● TEXT PROVIDED
Neural State Interventions
Stroke, a major cause of long-term disability, frequently leads to motor impairments that necessitate significant rehabilitation. Traditional methods have their drawbacks, sparking interest in Brain-Computer Interfaces (BCIs) and extended reality (XR) as innovative tools for motor recovery. One significant challenge in BCI-based interventions is the “BCI inefficiency”, where some individuals struggle to gain effective control. In my current study I investigate whether L-Dopa, a dopamine precursor, will enhance BCI learning and accuracy by improving the neural signals associated with motor control.
Investigation of a new stroke therapy
The neurotech stroke clinical trial (ClinicalTrials.gov: NCT06116942) explores whether an innovative technology-based approach can help individuals who have had a stroke and can no longer move their hands with ease. Our approach consists of a combination of two technologies: repetitive Transcranial Magnetic Stimulation (rTMS) and a Brain-Computer Interface (BCI). The former entails the application of magnetic fields over the head to increase the excitability of motor cortices, whereas the latter consists of a subject-tailored neurofeedback training to bias the motor system towards adaptive plasticity.

● EXTRACTED DATA
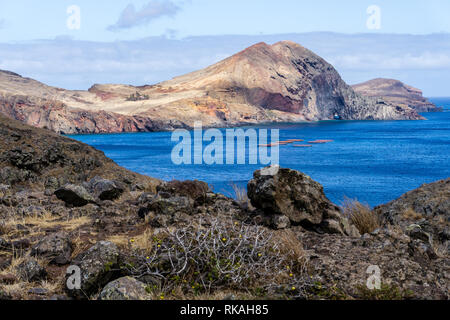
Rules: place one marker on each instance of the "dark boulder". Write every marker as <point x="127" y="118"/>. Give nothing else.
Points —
<point x="30" y="270"/>
<point x="105" y="189"/>
<point x="98" y="266"/>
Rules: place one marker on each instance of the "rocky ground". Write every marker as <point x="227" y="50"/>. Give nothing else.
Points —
<point x="65" y="207"/>
<point x="396" y="92"/>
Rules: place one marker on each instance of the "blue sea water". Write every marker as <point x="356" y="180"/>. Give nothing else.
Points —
<point x="372" y="161"/>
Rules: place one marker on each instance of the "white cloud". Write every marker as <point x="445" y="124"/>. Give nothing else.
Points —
<point x="153" y="10"/>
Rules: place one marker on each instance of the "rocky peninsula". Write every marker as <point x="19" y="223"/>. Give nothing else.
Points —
<point x="283" y="82"/>
<point x="65" y="207"/>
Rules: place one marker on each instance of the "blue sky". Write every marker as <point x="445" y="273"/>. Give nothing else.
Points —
<point x="147" y="41"/>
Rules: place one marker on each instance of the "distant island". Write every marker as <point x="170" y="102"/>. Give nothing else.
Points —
<point x="284" y="82"/>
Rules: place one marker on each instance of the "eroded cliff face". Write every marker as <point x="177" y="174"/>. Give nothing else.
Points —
<point x="396" y="92"/>
<point x="284" y="82"/>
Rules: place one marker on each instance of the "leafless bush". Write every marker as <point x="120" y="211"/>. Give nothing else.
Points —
<point x="221" y="255"/>
<point x="361" y="216"/>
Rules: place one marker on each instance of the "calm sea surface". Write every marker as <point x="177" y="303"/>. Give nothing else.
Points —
<point x="373" y="161"/>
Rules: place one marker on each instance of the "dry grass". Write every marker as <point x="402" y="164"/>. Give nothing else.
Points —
<point x="361" y="216"/>
<point x="39" y="223"/>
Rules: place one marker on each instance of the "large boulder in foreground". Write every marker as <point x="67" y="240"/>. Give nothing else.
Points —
<point x="125" y="288"/>
<point x="423" y="212"/>
<point x="286" y="192"/>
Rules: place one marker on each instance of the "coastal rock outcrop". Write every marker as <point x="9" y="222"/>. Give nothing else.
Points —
<point x="396" y="92"/>
<point x="285" y="192"/>
<point x="294" y="245"/>
<point x="57" y="248"/>
<point x="283" y="82"/>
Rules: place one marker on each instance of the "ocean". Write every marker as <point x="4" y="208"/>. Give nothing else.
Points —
<point x="372" y="161"/>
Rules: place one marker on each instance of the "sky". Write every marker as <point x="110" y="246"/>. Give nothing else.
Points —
<point x="76" y="43"/>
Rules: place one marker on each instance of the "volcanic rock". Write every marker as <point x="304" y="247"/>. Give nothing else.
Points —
<point x="396" y="92"/>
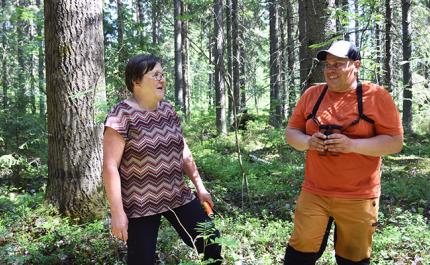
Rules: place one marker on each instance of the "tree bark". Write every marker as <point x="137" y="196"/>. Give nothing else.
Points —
<point x="141" y="21"/>
<point x="275" y="75"/>
<point x="357" y="24"/>
<point x="387" y="52"/>
<point x="185" y="84"/>
<point x="179" y="82"/>
<point x="122" y="56"/>
<point x="75" y="80"/>
<point x="290" y="58"/>
<point x="22" y="99"/>
<point x="155" y="22"/>
<point x="40" y="69"/>
<point x="407" y="74"/>
<point x="314" y="23"/>
<point x="219" y="68"/>
<point x="236" y="54"/>
<point x="229" y="75"/>
<point x="378" y="53"/>
<point x="282" y="57"/>
<point x="5" y="83"/>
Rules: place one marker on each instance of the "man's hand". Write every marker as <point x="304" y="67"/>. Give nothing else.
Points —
<point x="338" y="143"/>
<point x="120" y="225"/>
<point x="317" y="142"/>
<point x="205" y="196"/>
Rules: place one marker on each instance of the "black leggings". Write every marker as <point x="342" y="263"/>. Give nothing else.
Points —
<point x="143" y="231"/>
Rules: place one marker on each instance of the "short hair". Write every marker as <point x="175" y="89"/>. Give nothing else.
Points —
<point x="137" y="66"/>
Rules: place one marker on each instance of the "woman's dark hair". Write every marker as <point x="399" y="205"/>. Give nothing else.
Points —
<point x="137" y="66"/>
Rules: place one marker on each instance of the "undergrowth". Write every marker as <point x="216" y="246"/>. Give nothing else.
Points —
<point x="255" y="226"/>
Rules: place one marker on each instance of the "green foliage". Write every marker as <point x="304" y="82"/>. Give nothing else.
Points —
<point x="32" y="232"/>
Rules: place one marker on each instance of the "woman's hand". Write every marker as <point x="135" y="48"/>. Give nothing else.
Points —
<point x="120" y="225"/>
<point x="205" y="196"/>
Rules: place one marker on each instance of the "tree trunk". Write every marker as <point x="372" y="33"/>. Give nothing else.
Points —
<point x="236" y="54"/>
<point x="75" y="80"/>
<point x="314" y="23"/>
<point x="229" y="36"/>
<point x="141" y="21"/>
<point x="40" y="69"/>
<point x="378" y="53"/>
<point x="275" y="75"/>
<point x="357" y="24"/>
<point x="387" y="54"/>
<point x="186" y="90"/>
<point x="22" y="99"/>
<point x="407" y="74"/>
<point x="290" y="58"/>
<point x="219" y="68"/>
<point x="5" y="83"/>
<point x="282" y="58"/>
<point x="122" y="57"/>
<point x="341" y="28"/>
<point x="155" y="22"/>
<point x="179" y="82"/>
<point x="32" y="65"/>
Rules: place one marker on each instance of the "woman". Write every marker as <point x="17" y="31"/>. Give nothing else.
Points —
<point x="145" y="156"/>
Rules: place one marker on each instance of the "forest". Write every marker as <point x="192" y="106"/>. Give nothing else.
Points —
<point x="234" y="69"/>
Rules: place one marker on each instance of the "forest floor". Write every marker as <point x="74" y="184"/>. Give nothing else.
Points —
<point x="255" y="221"/>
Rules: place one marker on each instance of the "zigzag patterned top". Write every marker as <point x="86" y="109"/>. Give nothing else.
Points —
<point x="151" y="168"/>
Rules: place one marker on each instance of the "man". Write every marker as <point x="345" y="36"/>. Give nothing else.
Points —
<point x="344" y="126"/>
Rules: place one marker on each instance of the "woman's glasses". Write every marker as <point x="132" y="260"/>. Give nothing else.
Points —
<point x="158" y="76"/>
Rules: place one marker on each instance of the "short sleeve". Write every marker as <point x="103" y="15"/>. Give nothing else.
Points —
<point x="118" y="119"/>
<point x="298" y="117"/>
<point x="388" y="119"/>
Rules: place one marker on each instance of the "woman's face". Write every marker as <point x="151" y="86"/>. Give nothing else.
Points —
<point x="152" y="86"/>
<point x="340" y="74"/>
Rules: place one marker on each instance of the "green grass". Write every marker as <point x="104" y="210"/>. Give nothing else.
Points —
<point x="32" y="232"/>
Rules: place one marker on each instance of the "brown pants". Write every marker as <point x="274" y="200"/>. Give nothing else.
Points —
<point x="355" y="224"/>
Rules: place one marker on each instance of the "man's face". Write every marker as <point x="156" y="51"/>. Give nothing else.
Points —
<point x="340" y="73"/>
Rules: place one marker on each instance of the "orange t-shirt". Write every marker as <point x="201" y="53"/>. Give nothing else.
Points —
<point x="348" y="175"/>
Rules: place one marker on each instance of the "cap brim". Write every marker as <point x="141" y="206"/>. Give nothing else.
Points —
<point x="322" y="55"/>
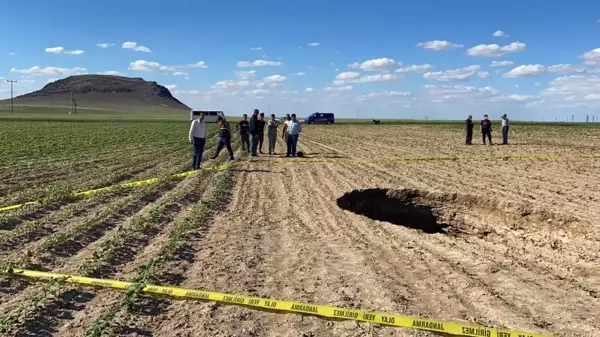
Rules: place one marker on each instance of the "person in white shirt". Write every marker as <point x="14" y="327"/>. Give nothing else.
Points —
<point x="294" y="129"/>
<point x="286" y="125"/>
<point x="197" y="137"/>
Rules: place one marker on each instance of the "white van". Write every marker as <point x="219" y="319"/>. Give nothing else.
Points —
<point x="210" y="116"/>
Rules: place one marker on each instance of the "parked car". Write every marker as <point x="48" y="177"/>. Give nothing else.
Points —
<point x="209" y="115"/>
<point x="320" y="118"/>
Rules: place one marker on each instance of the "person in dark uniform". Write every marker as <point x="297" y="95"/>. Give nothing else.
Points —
<point x="224" y="138"/>
<point x="486" y="129"/>
<point x="260" y="128"/>
<point x="469" y="125"/>
<point x="254" y="132"/>
<point x="244" y="128"/>
<point x="504" y="129"/>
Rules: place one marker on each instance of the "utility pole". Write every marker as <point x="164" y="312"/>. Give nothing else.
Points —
<point x="12" y="103"/>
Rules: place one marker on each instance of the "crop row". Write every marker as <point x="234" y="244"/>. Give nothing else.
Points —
<point x="141" y="228"/>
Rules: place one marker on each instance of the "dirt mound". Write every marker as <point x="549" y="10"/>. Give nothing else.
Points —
<point x="432" y="212"/>
<point x="104" y="92"/>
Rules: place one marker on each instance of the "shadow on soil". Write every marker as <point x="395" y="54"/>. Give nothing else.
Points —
<point x="402" y="208"/>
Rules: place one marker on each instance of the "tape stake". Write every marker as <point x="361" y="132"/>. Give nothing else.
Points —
<point x="458" y="329"/>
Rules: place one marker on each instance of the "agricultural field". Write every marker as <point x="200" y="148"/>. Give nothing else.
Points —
<point x="392" y="218"/>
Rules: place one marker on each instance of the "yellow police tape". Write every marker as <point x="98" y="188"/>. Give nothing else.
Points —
<point x="307" y="161"/>
<point x="124" y="185"/>
<point x="459" y="329"/>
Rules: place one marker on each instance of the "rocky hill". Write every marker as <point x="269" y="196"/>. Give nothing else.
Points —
<point x="104" y="92"/>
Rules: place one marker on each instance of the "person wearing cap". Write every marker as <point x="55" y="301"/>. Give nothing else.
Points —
<point x="254" y="133"/>
<point x="224" y="138"/>
<point x="295" y="128"/>
<point x="243" y="127"/>
<point x="197" y="137"/>
<point x="469" y="128"/>
<point x="260" y="128"/>
<point x="272" y="133"/>
<point x="486" y="129"/>
<point x="286" y="126"/>
<point x="504" y="129"/>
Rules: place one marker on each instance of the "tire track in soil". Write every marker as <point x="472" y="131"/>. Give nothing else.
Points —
<point x="549" y="264"/>
<point x="523" y="271"/>
<point x="67" y="262"/>
<point x="106" y="299"/>
<point x="229" y="258"/>
<point x="70" y="299"/>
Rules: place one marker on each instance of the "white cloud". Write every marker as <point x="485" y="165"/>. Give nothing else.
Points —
<point x="421" y="68"/>
<point x="74" y="52"/>
<point x="143" y="65"/>
<point x="591" y="57"/>
<point x="461" y="74"/>
<point x="199" y="64"/>
<point x="528" y="70"/>
<point x="231" y="84"/>
<point x="257" y="92"/>
<point x="135" y="46"/>
<point x="565" y="68"/>
<point x="342" y="88"/>
<point x="501" y="63"/>
<point x="55" y="50"/>
<point x="348" y="75"/>
<point x="494" y="50"/>
<point x="379" y="64"/>
<point x="378" y="78"/>
<point x="385" y="95"/>
<point x="245" y="75"/>
<point x="538" y="69"/>
<point x="439" y="45"/>
<point x="570" y="92"/>
<point x="62" y="50"/>
<point x="50" y="71"/>
<point x="258" y="63"/>
<point x="592" y="97"/>
<point x="275" y="78"/>
<point x="111" y="72"/>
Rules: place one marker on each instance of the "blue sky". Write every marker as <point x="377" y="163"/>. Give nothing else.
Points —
<point x="382" y="59"/>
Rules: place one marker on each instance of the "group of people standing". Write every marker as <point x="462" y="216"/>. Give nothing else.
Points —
<point x="251" y="133"/>
<point x="486" y="129"/>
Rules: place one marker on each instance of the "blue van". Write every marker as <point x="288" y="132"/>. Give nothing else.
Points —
<point x="320" y="118"/>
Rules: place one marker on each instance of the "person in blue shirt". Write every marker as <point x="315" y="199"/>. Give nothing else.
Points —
<point x="469" y="125"/>
<point x="294" y="130"/>
<point x="243" y="127"/>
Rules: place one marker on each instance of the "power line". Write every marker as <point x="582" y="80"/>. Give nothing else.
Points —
<point x="12" y="104"/>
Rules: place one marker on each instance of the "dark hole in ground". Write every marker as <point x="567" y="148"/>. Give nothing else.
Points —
<point x="401" y="207"/>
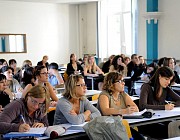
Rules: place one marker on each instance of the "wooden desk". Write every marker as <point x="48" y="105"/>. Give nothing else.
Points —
<point x="92" y="92"/>
<point x="160" y="116"/>
<point x="175" y="87"/>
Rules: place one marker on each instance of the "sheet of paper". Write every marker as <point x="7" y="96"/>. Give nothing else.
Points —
<point x="136" y="113"/>
<point x="32" y="131"/>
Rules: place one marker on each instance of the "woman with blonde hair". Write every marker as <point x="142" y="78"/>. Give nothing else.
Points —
<point x="41" y="78"/>
<point x="73" y="107"/>
<point x="92" y="70"/>
<point x="31" y="111"/>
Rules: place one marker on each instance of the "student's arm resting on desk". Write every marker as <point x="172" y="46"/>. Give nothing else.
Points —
<point x="94" y="111"/>
<point x="174" y="96"/>
<point x="130" y="103"/>
<point x="9" y="114"/>
<point x="147" y="99"/>
<point x="51" y="91"/>
<point x="65" y="107"/>
<point x="106" y="110"/>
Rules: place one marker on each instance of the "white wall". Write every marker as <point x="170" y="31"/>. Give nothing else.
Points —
<point x="46" y="27"/>
<point x="169" y="31"/>
<point x="88" y="28"/>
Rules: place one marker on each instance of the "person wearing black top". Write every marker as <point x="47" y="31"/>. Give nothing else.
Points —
<point x="4" y="97"/>
<point x="43" y="62"/>
<point x="74" y="67"/>
<point x="107" y="64"/>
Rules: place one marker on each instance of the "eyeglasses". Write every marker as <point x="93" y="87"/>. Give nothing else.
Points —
<point x="120" y="81"/>
<point x="45" y="73"/>
<point x="34" y="102"/>
<point x="3" y="82"/>
<point x="81" y="85"/>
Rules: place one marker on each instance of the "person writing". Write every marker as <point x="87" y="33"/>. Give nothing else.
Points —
<point x="5" y="94"/>
<point x="153" y="95"/>
<point x="114" y="101"/>
<point x="74" y="108"/>
<point x="21" y="114"/>
<point x="54" y="78"/>
<point x="41" y="78"/>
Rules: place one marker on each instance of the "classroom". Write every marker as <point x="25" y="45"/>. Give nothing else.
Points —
<point x="64" y="29"/>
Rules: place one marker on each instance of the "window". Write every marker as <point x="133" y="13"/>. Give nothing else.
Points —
<point x="115" y="28"/>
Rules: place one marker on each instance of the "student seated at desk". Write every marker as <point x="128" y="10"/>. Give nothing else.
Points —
<point x="21" y="114"/>
<point x="73" y="67"/>
<point x="41" y="78"/>
<point x="113" y="100"/>
<point x="92" y="70"/>
<point x="155" y="93"/>
<point x="74" y="108"/>
<point x="153" y="96"/>
<point x="54" y="78"/>
<point x="5" y="94"/>
<point x="12" y="83"/>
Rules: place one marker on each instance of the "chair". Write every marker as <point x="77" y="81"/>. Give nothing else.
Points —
<point x="50" y="116"/>
<point x="126" y="124"/>
<point x="174" y="129"/>
<point x="65" y="76"/>
<point x="95" y="97"/>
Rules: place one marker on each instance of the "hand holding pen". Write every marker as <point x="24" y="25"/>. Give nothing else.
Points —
<point x="131" y="109"/>
<point x="169" y="105"/>
<point x="24" y="127"/>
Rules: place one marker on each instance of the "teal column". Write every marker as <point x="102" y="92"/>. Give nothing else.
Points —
<point x="152" y="33"/>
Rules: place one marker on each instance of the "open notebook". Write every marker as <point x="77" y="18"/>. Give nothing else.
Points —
<point x="135" y="115"/>
<point x="33" y="132"/>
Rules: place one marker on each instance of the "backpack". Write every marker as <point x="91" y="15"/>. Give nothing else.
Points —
<point x="106" y="128"/>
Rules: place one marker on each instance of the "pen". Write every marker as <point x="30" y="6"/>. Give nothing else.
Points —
<point x="22" y="118"/>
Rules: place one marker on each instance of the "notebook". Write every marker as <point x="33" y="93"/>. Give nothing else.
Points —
<point x="135" y="115"/>
<point x="33" y="132"/>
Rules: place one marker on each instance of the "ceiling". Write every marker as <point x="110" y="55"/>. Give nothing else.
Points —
<point x="55" y="1"/>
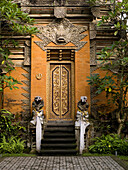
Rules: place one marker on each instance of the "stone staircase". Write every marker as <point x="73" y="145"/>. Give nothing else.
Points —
<point x="59" y="139"/>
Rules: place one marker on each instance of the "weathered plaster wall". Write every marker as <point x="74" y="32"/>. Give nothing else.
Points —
<point x="38" y="65"/>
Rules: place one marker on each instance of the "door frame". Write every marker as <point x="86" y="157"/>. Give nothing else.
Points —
<point x="72" y="88"/>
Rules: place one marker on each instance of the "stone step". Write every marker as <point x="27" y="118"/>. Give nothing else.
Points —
<point x="56" y="135"/>
<point x="59" y="152"/>
<point x="59" y="140"/>
<point x="59" y="129"/>
<point x="56" y="146"/>
<point x="60" y="124"/>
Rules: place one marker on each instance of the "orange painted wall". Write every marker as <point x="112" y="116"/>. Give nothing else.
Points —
<point x="12" y="98"/>
<point x="82" y="70"/>
<point x="38" y="65"/>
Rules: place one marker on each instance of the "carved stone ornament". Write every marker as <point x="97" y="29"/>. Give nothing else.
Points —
<point x="61" y="32"/>
<point x="95" y="11"/>
<point x="60" y="12"/>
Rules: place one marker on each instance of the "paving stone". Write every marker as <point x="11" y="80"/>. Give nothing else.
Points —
<point x="60" y="163"/>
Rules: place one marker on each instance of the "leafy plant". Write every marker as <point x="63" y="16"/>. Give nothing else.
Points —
<point x="115" y="59"/>
<point x="17" y="22"/>
<point x="109" y="144"/>
<point x="8" y="126"/>
<point x="12" y="145"/>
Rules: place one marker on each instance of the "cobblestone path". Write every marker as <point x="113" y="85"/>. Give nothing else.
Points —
<point x="59" y="163"/>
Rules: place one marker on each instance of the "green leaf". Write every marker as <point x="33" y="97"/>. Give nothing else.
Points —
<point x="115" y="33"/>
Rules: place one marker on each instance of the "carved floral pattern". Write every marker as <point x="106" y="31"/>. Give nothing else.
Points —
<point x="60" y="91"/>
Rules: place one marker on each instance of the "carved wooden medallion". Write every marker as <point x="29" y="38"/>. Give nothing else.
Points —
<point x="60" y="95"/>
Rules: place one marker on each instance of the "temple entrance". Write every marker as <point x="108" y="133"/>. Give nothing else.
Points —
<point x="60" y="91"/>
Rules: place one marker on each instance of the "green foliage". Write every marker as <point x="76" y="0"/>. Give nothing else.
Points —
<point x="8" y="126"/>
<point x="19" y="23"/>
<point x="109" y="144"/>
<point x="12" y="145"/>
<point x="115" y="58"/>
<point x="16" y="19"/>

● TASK INSTRUCTIONS
(a) Answer these questions from the text on neural state interventions, one line each:
(i) What kind of substance is L-Dopa said to be?
(ii) What is the ClinicalTrials.gov number of the neurotech stroke clinical trial?
(iii) Which two technologies does the trial's approach combine?
(b) From the text on neural state interventions, write out word for word the passage starting with "Investigation of a" and going on through "towards adaptive plasticity.".

● ANSWERS TO THE EXERCISES
(a)
(i) A dopamine precursor.
(ii) NCT06116942.
(iii) Repetitive Transcranial Magnetic Stimulation (rTMS) and a Brain-Computer Interface (BCI).

(b)
Investigation of a new stroke therapy
The neurotech stroke clinical trial (ClinicalTrials.gov: NCT06116942) explores whether an innovative technology-based approach can help individuals who have had a stroke and can no longer move their hands with ease. Our approach consists of a combination of two technologies: repetitive Transcranial Magnetic Stimulation (rTMS) and a Brain-Computer Interface (BCI). The former entails the application of magnetic fields over the head to increase the excitability of motor cortices, whereas the latter consists of a subject-tailored neurofeedback training to bias the motor system towards adaptive plasticity.